---- Data supplied

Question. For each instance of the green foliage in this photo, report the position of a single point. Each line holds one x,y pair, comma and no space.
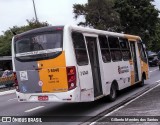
138,17
6,38
98,14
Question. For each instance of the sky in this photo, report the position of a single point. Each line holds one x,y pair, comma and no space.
55,12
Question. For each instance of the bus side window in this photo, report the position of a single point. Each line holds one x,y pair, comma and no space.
142,52
80,48
104,48
115,48
124,45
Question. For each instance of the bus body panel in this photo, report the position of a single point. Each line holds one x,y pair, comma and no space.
49,77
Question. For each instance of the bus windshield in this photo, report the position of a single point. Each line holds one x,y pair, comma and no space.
38,46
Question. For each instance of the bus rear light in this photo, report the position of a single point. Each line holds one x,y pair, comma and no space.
71,76
42,98
16,82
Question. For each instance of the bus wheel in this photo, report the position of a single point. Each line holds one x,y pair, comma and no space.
113,93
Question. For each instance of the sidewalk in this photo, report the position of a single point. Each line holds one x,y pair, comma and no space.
146,107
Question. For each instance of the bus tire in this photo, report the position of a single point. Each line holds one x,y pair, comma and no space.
113,93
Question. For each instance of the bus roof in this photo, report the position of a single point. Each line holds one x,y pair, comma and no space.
78,28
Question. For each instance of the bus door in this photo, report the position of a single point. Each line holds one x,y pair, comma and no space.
94,61
135,61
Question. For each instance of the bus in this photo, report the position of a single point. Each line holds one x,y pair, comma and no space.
76,64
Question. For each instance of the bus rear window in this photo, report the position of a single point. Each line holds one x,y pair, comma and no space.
38,46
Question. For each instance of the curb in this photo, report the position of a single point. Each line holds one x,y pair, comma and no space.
100,115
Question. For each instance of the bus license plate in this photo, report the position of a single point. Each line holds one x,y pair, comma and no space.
42,98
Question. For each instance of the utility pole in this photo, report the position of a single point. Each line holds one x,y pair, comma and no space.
35,11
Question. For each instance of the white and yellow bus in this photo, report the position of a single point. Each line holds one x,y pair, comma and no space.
76,64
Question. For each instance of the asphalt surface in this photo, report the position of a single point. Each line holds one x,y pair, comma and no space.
9,106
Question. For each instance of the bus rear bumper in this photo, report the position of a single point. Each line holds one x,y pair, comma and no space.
69,96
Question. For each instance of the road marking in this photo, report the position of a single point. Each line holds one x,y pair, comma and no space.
154,70
30,110
126,103
12,99
7,92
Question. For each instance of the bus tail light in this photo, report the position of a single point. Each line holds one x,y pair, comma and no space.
71,76
16,82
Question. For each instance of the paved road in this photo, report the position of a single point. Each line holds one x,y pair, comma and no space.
9,105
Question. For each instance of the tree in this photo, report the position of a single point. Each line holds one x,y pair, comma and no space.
6,38
154,43
98,14
138,17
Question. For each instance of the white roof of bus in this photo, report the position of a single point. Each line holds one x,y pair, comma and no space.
90,30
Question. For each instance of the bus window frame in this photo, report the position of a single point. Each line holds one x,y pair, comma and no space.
129,49
114,49
74,31
140,44
105,48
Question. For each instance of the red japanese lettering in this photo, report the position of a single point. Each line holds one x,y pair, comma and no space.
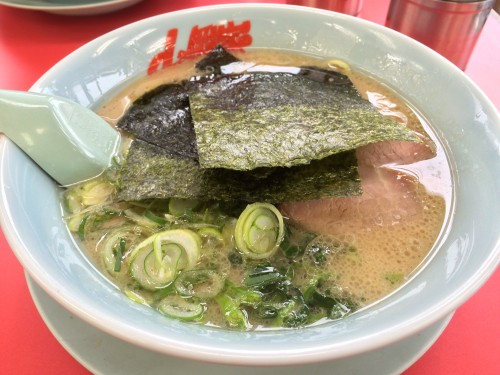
165,57
202,40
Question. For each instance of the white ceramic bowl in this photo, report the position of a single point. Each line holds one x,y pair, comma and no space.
464,120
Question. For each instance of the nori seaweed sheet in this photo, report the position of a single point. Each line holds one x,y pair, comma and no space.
216,59
248,121
152,172
162,117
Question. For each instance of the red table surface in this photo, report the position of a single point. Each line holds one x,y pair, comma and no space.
31,42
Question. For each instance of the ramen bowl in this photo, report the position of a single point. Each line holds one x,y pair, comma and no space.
466,123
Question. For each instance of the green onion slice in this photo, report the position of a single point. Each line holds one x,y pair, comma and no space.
199,283
259,230
181,308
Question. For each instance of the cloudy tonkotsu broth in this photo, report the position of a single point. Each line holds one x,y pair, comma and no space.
393,225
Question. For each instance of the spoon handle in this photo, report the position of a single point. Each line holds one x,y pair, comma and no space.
70,142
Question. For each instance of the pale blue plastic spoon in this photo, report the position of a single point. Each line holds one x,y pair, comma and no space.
67,140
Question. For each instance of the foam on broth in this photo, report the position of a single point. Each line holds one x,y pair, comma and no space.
394,224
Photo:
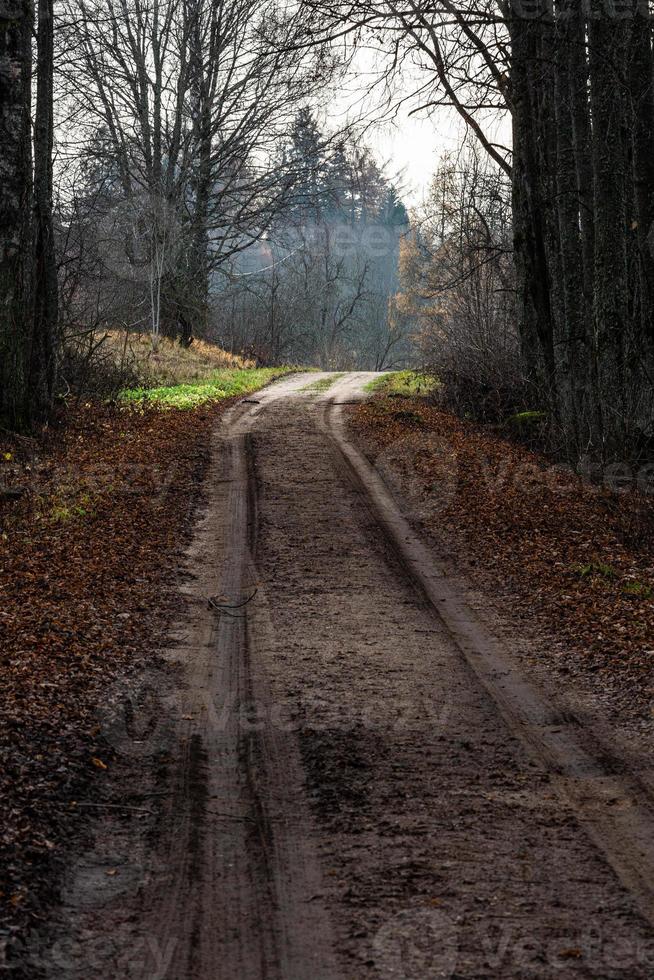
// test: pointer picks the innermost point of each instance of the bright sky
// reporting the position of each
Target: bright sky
(409, 144)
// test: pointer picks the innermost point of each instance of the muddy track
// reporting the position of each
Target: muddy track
(352, 778)
(614, 807)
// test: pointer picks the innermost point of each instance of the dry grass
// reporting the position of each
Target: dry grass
(170, 363)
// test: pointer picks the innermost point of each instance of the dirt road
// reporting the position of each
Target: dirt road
(341, 773)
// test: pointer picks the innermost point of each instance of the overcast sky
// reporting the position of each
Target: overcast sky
(412, 143)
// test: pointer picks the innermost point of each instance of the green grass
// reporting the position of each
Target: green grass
(222, 384)
(322, 384)
(403, 384)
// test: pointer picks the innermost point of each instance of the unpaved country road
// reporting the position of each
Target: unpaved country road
(347, 775)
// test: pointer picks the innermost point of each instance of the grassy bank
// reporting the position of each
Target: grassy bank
(221, 384)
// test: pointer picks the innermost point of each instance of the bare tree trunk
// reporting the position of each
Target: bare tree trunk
(641, 91)
(16, 17)
(529, 213)
(575, 347)
(608, 43)
(43, 360)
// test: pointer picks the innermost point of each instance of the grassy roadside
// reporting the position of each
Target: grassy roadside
(227, 383)
(574, 559)
(402, 384)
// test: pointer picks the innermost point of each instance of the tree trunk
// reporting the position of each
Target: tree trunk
(16, 17)
(607, 38)
(529, 233)
(574, 346)
(43, 360)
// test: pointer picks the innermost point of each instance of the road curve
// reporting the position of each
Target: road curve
(356, 779)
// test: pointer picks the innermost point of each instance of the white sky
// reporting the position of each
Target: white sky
(410, 144)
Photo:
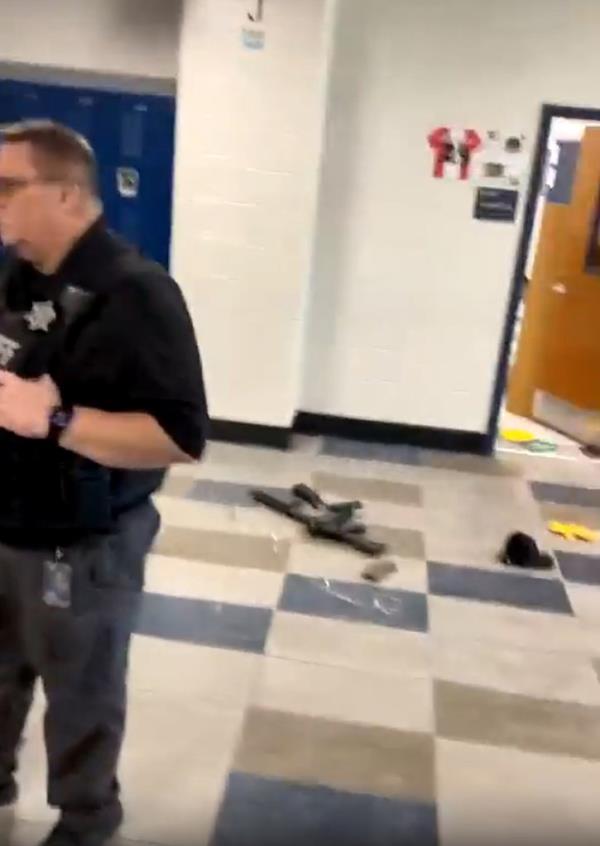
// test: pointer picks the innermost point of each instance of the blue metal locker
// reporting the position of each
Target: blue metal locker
(133, 137)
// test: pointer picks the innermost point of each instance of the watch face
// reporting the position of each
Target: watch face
(61, 418)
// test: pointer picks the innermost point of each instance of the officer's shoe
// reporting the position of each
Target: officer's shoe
(64, 835)
(8, 794)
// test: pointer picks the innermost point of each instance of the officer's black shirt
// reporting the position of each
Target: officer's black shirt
(136, 353)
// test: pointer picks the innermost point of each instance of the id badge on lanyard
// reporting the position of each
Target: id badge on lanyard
(57, 582)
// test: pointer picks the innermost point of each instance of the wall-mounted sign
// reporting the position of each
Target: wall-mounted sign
(453, 152)
(503, 159)
(496, 204)
(253, 39)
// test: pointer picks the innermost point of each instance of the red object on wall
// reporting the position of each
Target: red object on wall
(450, 150)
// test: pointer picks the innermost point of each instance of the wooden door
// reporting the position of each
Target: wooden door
(556, 375)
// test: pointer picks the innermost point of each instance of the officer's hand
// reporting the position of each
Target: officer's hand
(26, 404)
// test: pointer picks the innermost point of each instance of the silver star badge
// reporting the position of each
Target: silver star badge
(41, 317)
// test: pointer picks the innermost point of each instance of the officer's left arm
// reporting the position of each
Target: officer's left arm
(127, 441)
(167, 419)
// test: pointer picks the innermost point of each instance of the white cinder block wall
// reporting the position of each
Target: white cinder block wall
(409, 293)
(135, 37)
(248, 146)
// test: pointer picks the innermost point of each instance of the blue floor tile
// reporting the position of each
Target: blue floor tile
(355, 602)
(264, 812)
(209, 623)
(583, 569)
(566, 494)
(520, 591)
(229, 493)
(392, 453)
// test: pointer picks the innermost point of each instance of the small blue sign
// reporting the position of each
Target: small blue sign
(254, 39)
(496, 204)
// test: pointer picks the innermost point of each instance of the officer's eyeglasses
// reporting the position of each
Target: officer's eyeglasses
(11, 185)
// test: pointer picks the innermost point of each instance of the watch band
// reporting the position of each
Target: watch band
(60, 419)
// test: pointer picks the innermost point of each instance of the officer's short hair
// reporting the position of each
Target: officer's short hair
(60, 152)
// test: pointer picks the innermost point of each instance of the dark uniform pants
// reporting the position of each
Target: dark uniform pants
(81, 655)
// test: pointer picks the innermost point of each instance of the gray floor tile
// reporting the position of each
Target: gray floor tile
(359, 603)
(366, 488)
(270, 812)
(463, 463)
(405, 543)
(583, 569)
(208, 623)
(344, 756)
(566, 494)
(501, 588)
(229, 493)
(177, 486)
(392, 453)
(478, 715)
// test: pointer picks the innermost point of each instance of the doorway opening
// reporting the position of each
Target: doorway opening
(547, 398)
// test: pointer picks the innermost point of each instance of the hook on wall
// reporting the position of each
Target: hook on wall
(259, 14)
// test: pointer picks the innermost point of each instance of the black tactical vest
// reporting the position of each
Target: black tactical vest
(45, 490)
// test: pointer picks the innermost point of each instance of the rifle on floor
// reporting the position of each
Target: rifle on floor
(331, 521)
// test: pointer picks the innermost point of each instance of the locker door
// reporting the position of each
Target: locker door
(138, 171)
(133, 138)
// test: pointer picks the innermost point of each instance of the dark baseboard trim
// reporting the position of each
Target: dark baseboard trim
(426, 437)
(251, 434)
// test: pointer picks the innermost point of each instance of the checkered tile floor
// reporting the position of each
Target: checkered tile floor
(278, 700)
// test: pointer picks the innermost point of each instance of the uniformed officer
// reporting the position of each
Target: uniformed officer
(101, 389)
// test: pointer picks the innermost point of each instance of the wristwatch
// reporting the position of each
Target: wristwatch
(60, 419)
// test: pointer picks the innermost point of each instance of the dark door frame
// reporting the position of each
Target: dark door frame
(549, 112)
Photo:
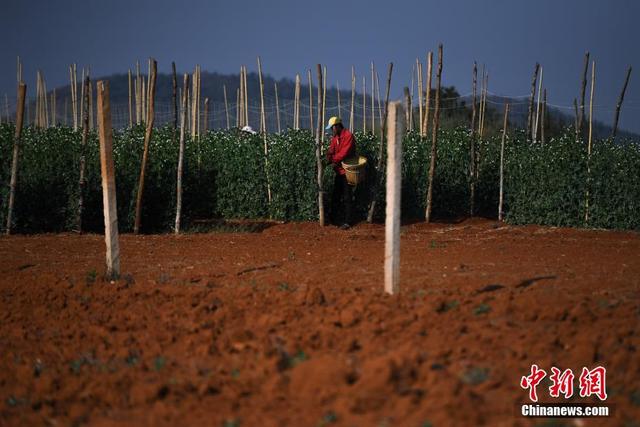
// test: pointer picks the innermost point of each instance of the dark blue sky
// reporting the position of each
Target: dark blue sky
(509, 36)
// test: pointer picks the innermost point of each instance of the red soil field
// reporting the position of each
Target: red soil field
(289, 326)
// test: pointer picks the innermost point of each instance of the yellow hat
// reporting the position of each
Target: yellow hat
(333, 121)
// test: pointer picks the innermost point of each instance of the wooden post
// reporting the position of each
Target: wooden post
(504, 136)
(420, 89)
(338, 93)
(22, 92)
(353, 98)
(205, 126)
(311, 99)
(174, 95)
(263, 120)
(319, 131)
(147, 139)
(376, 184)
(535, 126)
(373, 101)
(407, 106)
(543, 116)
(83, 148)
(130, 101)
(425, 124)
(364, 104)
(619, 104)
(434, 137)
(395, 134)
(108, 182)
(226, 106)
(275, 87)
(593, 83)
(472, 157)
(183, 122)
(531, 100)
(583, 86)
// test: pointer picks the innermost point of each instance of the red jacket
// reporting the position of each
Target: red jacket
(342, 147)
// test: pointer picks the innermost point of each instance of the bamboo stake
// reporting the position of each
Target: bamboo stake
(531, 101)
(353, 98)
(425, 123)
(394, 189)
(263, 120)
(130, 101)
(311, 101)
(593, 83)
(108, 182)
(324, 101)
(275, 87)
(147, 140)
(420, 89)
(226, 106)
(174, 96)
(183, 120)
(504, 135)
(619, 104)
(376, 184)
(246, 98)
(583, 86)
(543, 115)
(319, 131)
(373, 101)
(434, 137)
(535, 127)
(205, 126)
(22, 93)
(338, 94)
(473, 157)
(364, 104)
(83, 148)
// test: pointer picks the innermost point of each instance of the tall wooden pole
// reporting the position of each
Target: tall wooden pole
(275, 87)
(583, 86)
(319, 131)
(425, 123)
(311, 99)
(174, 95)
(504, 136)
(183, 122)
(263, 120)
(226, 106)
(110, 210)
(130, 100)
(376, 184)
(353, 98)
(434, 137)
(619, 104)
(83, 148)
(534, 80)
(473, 157)
(22, 93)
(394, 189)
(535, 126)
(147, 140)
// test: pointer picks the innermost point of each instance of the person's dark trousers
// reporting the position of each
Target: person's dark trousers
(341, 201)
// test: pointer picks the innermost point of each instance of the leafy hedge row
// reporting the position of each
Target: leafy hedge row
(226, 177)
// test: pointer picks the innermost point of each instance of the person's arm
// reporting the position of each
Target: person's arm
(346, 148)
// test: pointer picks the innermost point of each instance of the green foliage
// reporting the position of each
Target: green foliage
(226, 176)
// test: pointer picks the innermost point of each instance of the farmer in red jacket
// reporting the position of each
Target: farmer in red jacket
(343, 146)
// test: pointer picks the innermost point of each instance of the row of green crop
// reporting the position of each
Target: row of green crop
(225, 177)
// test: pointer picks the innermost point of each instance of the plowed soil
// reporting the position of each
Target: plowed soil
(289, 326)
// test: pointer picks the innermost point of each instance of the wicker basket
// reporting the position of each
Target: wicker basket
(355, 169)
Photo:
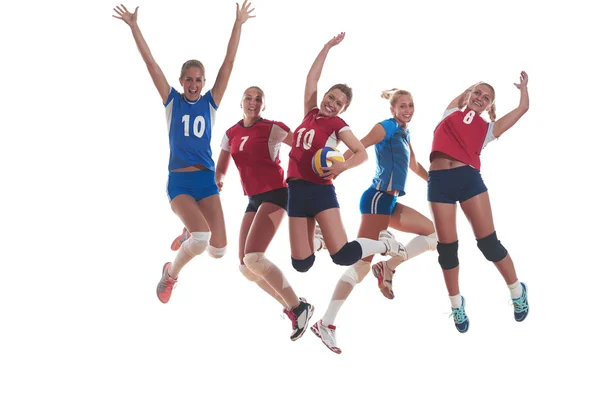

--------

# Instructions to follow:
Beginning at the line with "the row of green crop", reproduce word for word each line through the last line of the records. Include both ends but no pictures.

# Solved exercise:
// test: pointer picks the innermost point of each instance of the row of green crop
// reporting the position of each
Target: row of green crop
(225, 177)
// test: pointer picks the innermost point of each instance of the plowed soil
// reporting the position of each
Target: plowed soil
(289, 326)
// test: pointer picks the innermost point of each instance of the wicker basket
// reporting the position of each
Target: wicker basket
(355, 169)
Photo:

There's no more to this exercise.